**RECORDS PROVIDED**
#####

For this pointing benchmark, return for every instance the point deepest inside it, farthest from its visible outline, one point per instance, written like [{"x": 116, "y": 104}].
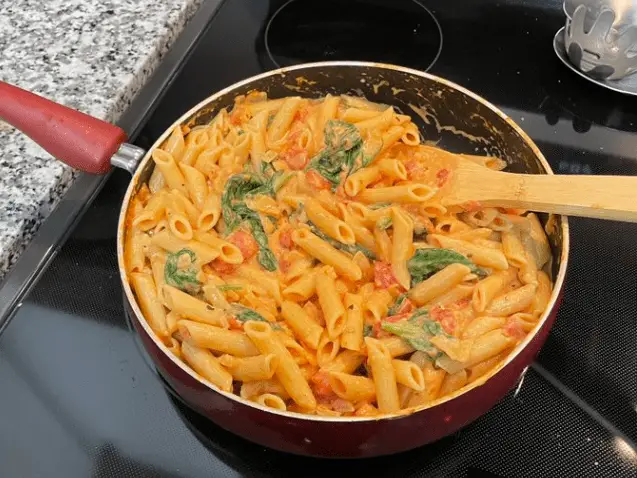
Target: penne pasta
[{"x": 296, "y": 252}]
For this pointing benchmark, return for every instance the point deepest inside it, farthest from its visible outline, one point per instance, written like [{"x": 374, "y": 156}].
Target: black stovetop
[{"x": 79, "y": 399}]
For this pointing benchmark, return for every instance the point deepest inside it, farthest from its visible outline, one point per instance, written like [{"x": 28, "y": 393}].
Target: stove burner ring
[{"x": 402, "y": 32}]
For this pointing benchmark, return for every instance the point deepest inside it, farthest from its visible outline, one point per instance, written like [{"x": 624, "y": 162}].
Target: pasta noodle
[{"x": 296, "y": 252}]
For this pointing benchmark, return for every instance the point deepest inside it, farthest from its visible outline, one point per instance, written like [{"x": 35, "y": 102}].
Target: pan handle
[{"x": 79, "y": 140}]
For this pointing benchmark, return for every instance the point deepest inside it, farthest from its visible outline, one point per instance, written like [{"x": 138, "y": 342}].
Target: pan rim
[{"x": 557, "y": 287}]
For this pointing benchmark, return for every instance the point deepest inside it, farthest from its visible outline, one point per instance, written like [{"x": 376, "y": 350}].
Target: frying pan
[{"x": 455, "y": 118}]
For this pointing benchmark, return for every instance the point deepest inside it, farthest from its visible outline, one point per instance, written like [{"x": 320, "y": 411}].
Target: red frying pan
[{"x": 447, "y": 114}]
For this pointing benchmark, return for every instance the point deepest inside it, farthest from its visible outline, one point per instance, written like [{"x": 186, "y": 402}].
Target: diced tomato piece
[
  {"x": 406, "y": 307},
  {"x": 442, "y": 176},
  {"x": 245, "y": 242},
  {"x": 321, "y": 385},
  {"x": 284, "y": 265},
  {"x": 295, "y": 157},
  {"x": 471, "y": 206},
  {"x": 301, "y": 114},
  {"x": 383, "y": 275},
  {"x": 317, "y": 181},
  {"x": 222, "y": 267},
  {"x": 235, "y": 116},
  {"x": 343, "y": 406},
  {"x": 340, "y": 191},
  {"x": 285, "y": 239},
  {"x": 460, "y": 304},
  {"x": 235, "y": 324},
  {"x": 514, "y": 329},
  {"x": 445, "y": 317},
  {"x": 377, "y": 330},
  {"x": 397, "y": 317},
  {"x": 415, "y": 169}
]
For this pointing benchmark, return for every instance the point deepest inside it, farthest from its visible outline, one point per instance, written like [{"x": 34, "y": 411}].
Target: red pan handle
[{"x": 81, "y": 141}]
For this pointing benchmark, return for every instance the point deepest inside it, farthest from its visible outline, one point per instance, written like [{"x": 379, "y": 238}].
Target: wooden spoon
[{"x": 601, "y": 197}]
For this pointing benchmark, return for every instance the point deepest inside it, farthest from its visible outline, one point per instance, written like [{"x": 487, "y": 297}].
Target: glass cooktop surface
[{"x": 80, "y": 399}]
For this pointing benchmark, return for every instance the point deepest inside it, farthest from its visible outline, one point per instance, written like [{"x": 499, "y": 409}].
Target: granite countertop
[{"x": 90, "y": 55}]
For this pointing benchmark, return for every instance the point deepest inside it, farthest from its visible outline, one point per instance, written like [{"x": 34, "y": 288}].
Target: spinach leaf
[
  {"x": 426, "y": 262},
  {"x": 227, "y": 287},
  {"x": 237, "y": 188},
  {"x": 379, "y": 205},
  {"x": 351, "y": 249},
  {"x": 393, "y": 310},
  {"x": 417, "y": 330},
  {"x": 434, "y": 328},
  {"x": 235, "y": 211},
  {"x": 185, "y": 280},
  {"x": 343, "y": 145},
  {"x": 412, "y": 333},
  {"x": 244, "y": 314}
]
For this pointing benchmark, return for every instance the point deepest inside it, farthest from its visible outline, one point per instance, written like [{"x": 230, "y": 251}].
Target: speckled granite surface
[{"x": 90, "y": 55}]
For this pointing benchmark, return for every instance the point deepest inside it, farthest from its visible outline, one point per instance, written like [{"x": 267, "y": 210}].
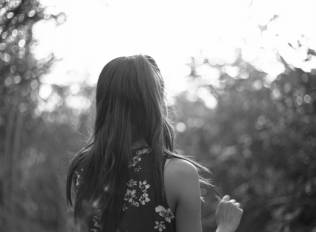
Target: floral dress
[{"x": 142, "y": 211}]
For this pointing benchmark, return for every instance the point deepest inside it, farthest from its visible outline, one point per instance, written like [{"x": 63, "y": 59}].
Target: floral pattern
[{"x": 138, "y": 193}]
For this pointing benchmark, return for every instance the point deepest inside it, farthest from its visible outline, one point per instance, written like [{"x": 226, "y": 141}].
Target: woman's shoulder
[{"x": 178, "y": 169}]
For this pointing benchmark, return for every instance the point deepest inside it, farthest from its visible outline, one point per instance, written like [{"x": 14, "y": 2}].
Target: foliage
[{"x": 260, "y": 143}]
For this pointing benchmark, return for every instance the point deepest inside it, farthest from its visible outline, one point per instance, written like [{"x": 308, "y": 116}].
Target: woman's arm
[
  {"x": 183, "y": 192},
  {"x": 182, "y": 184}
]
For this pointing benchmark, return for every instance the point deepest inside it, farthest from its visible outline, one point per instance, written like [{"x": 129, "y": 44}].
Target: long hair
[{"x": 130, "y": 104}]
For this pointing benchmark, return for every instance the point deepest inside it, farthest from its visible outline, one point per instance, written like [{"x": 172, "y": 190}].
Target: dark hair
[{"x": 130, "y": 104}]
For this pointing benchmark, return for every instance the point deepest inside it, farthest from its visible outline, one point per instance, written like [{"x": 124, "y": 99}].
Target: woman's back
[{"x": 143, "y": 208}]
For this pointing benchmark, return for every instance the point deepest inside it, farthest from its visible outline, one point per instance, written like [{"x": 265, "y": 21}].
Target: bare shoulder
[
  {"x": 181, "y": 179},
  {"x": 179, "y": 168},
  {"x": 183, "y": 193}
]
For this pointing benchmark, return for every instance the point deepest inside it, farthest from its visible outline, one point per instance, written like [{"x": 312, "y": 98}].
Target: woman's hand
[{"x": 228, "y": 215}]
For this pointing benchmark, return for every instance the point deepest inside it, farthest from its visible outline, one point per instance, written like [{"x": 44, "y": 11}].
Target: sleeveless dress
[{"x": 142, "y": 211}]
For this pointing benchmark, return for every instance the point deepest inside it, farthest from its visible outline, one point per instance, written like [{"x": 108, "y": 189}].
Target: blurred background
[{"x": 241, "y": 83}]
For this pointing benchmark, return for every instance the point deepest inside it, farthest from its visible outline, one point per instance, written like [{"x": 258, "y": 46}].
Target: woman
[{"x": 128, "y": 177}]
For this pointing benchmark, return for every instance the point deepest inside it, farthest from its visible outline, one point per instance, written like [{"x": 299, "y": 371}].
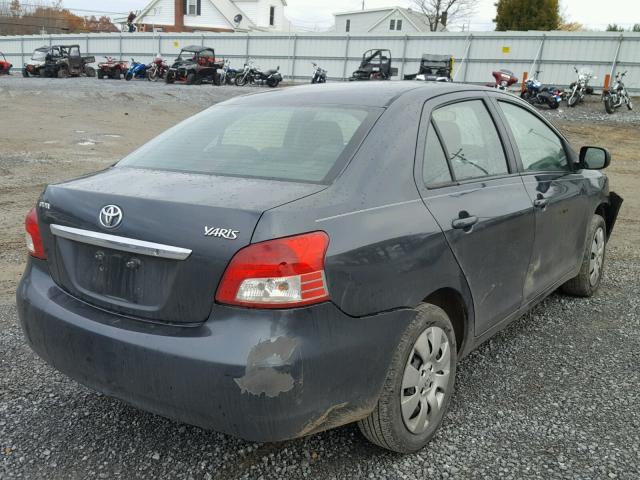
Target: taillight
[
  {"x": 280, "y": 273},
  {"x": 34, "y": 239}
]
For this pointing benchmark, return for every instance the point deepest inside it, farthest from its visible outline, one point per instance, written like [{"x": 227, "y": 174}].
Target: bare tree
[{"x": 441, "y": 12}]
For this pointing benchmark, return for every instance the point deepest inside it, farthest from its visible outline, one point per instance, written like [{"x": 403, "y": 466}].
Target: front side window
[
  {"x": 471, "y": 140},
  {"x": 540, "y": 148},
  {"x": 283, "y": 142}
]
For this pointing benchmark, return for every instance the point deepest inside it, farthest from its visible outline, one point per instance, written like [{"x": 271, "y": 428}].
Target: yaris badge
[{"x": 110, "y": 216}]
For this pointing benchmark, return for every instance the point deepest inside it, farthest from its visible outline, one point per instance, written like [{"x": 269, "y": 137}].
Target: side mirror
[{"x": 594, "y": 158}]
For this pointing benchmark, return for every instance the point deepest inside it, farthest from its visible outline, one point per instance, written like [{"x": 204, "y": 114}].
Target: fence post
[
  {"x": 293, "y": 57},
  {"x": 404, "y": 54},
  {"x": 346, "y": 58}
]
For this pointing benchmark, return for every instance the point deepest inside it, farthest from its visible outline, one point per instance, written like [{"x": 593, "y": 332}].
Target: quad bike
[
  {"x": 433, "y": 68},
  {"x": 503, "y": 79},
  {"x": 194, "y": 65},
  {"x": 5, "y": 66},
  {"x": 617, "y": 95},
  {"x": 112, "y": 68},
  {"x": 375, "y": 65}
]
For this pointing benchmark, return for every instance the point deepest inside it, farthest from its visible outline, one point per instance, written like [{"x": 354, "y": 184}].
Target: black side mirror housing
[{"x": 594, "y": 158}]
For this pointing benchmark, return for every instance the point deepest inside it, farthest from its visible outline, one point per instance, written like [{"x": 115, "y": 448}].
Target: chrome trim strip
[{"x": 120, "y": 243}]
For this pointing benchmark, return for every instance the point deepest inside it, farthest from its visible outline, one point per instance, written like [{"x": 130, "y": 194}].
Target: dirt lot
[{"x": 521, "y": 426}]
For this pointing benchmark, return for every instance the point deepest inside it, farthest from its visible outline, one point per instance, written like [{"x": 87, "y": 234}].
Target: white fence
[{"x": 476, "y": 54}]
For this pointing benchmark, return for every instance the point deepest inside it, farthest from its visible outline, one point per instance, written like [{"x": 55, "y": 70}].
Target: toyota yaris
[{"x": 288, "y": 262}]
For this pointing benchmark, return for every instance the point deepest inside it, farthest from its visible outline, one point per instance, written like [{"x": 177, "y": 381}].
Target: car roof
[{"x": 368, "y": 93}]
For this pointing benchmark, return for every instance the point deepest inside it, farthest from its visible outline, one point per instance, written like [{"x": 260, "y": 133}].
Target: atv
[
  {"x": 112, "y": 68},
  {"x": 5, "y": 66},
  {"x": 375, "y": 65},
  {"x": 433, "y": 68},
  {"x": 194, "y": 65},
  {"x": 60, "y": 61}
]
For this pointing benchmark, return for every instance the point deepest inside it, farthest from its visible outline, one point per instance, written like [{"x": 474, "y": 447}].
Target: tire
[
  {"x": 387, "y": 426},
  {"x": 608, "y": 104},
  {"x": 585, "y": 284}
]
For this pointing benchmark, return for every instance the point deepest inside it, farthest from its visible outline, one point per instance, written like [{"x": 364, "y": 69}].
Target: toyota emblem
[{"x": 110, "y": 216}]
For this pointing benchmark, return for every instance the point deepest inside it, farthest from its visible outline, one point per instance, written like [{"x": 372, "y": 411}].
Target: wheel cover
[
  {"x": 597, "y": 257},
  {"x": 425, "y": 379}
]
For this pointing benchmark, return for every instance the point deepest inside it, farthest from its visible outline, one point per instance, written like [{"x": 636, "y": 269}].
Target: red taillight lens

#####

Copy every line of the entries above that contains the word "frying".

Target: frying pan
Target: red frying pan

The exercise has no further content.